Copy everything from the start of the records down to the line containing "558,0,754,104", switching "window" for "doorway" and leaving all else as it is. Return only those lines.

**Saved entries**
## begin
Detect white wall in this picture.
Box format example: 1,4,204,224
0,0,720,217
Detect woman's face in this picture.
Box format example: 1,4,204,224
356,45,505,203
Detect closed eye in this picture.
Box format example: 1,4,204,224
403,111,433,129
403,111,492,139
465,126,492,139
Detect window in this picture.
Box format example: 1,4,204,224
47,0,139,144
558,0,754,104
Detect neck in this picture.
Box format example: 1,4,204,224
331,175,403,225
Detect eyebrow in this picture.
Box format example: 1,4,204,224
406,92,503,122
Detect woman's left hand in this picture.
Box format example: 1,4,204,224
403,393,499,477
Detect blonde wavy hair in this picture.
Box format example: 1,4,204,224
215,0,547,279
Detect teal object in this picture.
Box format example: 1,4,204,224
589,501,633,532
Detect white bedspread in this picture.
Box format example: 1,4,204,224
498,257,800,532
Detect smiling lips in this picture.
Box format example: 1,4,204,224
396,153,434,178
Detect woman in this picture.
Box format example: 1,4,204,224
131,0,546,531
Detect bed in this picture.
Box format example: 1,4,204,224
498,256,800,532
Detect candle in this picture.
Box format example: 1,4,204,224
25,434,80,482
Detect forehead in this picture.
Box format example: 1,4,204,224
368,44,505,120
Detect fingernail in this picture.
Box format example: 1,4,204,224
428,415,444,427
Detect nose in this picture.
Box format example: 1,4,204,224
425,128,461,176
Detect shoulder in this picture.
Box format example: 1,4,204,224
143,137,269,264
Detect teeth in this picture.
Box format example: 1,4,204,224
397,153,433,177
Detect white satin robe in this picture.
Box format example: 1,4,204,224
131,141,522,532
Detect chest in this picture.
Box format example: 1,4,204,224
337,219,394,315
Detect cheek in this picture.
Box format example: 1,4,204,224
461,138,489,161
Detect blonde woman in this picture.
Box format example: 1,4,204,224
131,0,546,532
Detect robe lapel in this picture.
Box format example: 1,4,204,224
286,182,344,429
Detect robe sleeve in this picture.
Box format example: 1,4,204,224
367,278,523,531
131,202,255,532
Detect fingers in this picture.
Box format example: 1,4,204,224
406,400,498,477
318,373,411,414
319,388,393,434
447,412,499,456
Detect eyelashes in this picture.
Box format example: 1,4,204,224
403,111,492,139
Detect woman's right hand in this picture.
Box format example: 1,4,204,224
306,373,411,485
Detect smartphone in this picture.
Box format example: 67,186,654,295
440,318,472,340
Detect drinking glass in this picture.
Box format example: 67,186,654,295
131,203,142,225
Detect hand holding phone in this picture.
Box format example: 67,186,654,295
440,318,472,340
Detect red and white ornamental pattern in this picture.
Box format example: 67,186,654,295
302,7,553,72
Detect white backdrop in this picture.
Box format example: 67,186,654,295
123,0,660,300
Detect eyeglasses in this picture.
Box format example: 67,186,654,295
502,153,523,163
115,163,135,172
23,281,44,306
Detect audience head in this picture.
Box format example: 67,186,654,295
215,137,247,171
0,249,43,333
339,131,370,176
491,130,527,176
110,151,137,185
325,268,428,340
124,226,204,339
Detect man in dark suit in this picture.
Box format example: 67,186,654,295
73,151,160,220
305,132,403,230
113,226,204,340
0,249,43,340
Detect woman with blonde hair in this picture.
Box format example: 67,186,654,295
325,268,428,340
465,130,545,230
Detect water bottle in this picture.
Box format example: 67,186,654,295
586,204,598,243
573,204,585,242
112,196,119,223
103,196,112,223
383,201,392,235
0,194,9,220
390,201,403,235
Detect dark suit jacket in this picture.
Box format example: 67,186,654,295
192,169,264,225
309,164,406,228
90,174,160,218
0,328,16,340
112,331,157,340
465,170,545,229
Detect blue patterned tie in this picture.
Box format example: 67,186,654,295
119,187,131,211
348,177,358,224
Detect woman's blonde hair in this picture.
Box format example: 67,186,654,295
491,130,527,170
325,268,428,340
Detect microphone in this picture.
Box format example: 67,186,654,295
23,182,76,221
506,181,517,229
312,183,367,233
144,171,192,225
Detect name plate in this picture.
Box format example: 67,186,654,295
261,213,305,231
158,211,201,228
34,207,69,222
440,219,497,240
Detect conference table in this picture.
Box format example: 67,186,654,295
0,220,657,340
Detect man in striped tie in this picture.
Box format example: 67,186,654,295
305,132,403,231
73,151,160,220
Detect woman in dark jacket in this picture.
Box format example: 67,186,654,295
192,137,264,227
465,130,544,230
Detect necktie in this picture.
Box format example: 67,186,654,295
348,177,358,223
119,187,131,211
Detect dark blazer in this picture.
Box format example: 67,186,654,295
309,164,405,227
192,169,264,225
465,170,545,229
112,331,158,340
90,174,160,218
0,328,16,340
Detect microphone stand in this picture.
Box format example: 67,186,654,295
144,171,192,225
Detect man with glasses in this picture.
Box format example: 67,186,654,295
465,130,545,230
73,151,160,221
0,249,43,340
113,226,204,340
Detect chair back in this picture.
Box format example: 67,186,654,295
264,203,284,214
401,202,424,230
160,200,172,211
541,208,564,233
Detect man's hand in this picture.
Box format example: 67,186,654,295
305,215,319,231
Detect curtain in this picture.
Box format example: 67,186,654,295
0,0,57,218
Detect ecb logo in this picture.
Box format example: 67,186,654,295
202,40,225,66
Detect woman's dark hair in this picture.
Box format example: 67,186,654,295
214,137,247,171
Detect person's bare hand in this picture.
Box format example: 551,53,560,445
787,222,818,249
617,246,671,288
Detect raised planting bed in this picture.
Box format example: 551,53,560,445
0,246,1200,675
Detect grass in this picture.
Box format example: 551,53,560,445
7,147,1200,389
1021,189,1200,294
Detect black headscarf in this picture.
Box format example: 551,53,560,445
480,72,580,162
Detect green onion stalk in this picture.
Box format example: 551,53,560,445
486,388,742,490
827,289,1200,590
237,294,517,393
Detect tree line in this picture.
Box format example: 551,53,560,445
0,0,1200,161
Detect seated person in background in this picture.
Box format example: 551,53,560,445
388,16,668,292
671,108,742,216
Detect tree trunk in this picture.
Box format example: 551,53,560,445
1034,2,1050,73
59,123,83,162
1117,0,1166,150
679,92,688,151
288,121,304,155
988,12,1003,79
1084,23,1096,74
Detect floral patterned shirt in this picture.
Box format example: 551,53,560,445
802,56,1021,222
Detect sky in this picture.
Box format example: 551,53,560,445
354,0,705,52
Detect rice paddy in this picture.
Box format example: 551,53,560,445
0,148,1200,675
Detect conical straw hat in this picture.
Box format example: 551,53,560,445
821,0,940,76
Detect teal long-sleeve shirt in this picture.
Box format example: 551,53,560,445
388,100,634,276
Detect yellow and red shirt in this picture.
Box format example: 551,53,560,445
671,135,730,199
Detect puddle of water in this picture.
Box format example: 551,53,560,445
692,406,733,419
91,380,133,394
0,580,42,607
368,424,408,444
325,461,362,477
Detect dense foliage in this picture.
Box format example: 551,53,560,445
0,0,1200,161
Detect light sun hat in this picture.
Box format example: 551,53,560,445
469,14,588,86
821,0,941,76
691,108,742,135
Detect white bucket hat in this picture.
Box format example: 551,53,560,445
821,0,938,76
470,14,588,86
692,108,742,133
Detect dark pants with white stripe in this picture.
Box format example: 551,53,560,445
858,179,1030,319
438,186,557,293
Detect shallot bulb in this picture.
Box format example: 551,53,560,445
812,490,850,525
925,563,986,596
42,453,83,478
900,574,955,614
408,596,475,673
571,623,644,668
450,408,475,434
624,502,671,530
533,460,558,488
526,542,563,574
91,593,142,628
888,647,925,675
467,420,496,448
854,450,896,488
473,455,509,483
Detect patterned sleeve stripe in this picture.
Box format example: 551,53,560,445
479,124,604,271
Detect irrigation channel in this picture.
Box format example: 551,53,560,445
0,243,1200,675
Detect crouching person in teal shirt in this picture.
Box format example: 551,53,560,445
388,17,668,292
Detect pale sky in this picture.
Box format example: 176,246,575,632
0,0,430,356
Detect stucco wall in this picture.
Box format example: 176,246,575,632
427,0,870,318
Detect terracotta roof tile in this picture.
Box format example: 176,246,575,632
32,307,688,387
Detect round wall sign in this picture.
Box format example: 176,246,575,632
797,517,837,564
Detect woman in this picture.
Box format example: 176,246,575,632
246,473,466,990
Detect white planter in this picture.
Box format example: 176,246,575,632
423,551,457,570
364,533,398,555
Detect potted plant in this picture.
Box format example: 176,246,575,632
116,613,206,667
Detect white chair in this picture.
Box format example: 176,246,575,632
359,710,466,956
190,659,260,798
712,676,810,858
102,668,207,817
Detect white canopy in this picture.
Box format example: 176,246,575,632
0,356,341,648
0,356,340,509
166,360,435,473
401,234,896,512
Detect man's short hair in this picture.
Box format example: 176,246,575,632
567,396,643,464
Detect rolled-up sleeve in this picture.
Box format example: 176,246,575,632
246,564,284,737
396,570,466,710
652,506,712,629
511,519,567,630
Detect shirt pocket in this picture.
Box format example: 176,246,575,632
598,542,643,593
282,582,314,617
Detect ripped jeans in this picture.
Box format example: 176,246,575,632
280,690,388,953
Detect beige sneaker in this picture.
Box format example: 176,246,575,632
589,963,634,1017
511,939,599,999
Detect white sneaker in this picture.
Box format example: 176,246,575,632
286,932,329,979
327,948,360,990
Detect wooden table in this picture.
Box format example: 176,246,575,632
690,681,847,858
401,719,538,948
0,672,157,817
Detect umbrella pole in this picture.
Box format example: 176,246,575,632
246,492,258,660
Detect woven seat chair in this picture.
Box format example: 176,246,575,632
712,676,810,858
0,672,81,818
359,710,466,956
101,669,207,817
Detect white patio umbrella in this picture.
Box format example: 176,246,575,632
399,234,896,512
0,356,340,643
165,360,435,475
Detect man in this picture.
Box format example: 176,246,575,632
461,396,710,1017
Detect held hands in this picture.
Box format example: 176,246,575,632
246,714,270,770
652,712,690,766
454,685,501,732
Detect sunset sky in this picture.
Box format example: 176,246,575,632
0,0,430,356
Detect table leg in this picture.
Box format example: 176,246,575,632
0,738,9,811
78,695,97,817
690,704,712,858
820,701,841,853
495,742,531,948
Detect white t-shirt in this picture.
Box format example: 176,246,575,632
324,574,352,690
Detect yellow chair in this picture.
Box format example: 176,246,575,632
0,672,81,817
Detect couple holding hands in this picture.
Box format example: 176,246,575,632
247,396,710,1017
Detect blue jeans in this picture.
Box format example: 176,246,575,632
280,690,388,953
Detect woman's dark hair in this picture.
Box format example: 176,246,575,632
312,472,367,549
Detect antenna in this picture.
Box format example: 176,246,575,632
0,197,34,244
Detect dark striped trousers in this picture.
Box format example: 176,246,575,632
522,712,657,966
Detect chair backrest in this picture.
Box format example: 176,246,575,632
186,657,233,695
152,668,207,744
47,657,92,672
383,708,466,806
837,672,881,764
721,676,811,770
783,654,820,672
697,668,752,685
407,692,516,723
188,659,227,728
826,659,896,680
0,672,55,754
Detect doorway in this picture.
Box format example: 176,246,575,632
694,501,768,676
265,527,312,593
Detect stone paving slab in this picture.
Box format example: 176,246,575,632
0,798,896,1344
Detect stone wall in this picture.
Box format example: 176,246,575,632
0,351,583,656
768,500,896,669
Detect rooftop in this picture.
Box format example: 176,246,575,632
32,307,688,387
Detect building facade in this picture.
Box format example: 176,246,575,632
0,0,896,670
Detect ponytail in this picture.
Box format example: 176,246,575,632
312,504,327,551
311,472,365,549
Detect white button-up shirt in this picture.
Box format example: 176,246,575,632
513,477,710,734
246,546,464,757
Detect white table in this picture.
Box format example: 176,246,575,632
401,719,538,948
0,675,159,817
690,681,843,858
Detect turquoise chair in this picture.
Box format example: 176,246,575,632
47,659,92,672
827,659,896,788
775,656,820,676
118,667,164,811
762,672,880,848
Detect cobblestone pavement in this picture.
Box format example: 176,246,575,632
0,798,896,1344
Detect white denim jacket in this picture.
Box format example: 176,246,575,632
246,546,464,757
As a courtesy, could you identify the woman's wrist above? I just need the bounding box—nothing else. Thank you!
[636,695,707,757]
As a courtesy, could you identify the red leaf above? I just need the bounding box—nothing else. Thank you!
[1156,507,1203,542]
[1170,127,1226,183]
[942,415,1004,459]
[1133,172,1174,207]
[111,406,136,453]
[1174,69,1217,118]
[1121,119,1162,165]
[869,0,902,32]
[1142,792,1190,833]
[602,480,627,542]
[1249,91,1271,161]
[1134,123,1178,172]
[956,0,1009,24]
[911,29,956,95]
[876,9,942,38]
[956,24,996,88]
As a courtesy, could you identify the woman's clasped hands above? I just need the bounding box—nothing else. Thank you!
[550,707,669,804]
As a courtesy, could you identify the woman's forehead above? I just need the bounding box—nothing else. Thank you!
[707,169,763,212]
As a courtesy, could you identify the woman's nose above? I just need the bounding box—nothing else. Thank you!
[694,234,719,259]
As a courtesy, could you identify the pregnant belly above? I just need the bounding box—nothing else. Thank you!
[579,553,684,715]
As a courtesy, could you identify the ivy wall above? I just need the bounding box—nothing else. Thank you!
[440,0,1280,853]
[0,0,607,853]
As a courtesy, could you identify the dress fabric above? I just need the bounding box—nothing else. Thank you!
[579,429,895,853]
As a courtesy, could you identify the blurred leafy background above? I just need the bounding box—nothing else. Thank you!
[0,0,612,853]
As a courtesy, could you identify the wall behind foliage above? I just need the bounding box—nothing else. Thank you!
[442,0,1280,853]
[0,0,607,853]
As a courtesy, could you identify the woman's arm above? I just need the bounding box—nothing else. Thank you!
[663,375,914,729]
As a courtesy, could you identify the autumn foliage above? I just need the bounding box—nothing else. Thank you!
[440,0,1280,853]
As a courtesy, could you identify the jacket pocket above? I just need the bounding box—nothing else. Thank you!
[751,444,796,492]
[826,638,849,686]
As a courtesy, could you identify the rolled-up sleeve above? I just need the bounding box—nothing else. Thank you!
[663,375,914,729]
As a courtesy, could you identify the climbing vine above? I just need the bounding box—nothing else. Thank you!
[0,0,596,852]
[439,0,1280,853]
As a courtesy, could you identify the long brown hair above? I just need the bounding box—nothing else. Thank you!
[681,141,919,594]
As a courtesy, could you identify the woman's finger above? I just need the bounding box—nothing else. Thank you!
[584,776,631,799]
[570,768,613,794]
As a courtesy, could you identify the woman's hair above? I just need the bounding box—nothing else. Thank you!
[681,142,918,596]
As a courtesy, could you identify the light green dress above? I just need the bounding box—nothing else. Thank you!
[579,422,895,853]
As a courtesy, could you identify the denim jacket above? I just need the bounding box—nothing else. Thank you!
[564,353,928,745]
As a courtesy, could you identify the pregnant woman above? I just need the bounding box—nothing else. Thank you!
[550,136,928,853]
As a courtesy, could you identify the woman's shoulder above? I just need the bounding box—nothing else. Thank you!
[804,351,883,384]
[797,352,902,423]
## end
**Response**
Detect white wall in this picture.
Box format example: 1,4,204,224
0,0,720,217
Detect woman's face in this picture.
Box format example: 1,4,204,224
356,45,505,203
Detect closed eye in this picture.
Box format example: 1,4,204,224
403,111,433,129
403,111,492,139
465,126,492,139
Detect doorway in this picture.
Box format example: 1,4,204,224
47,0,139,144
558,0,754,104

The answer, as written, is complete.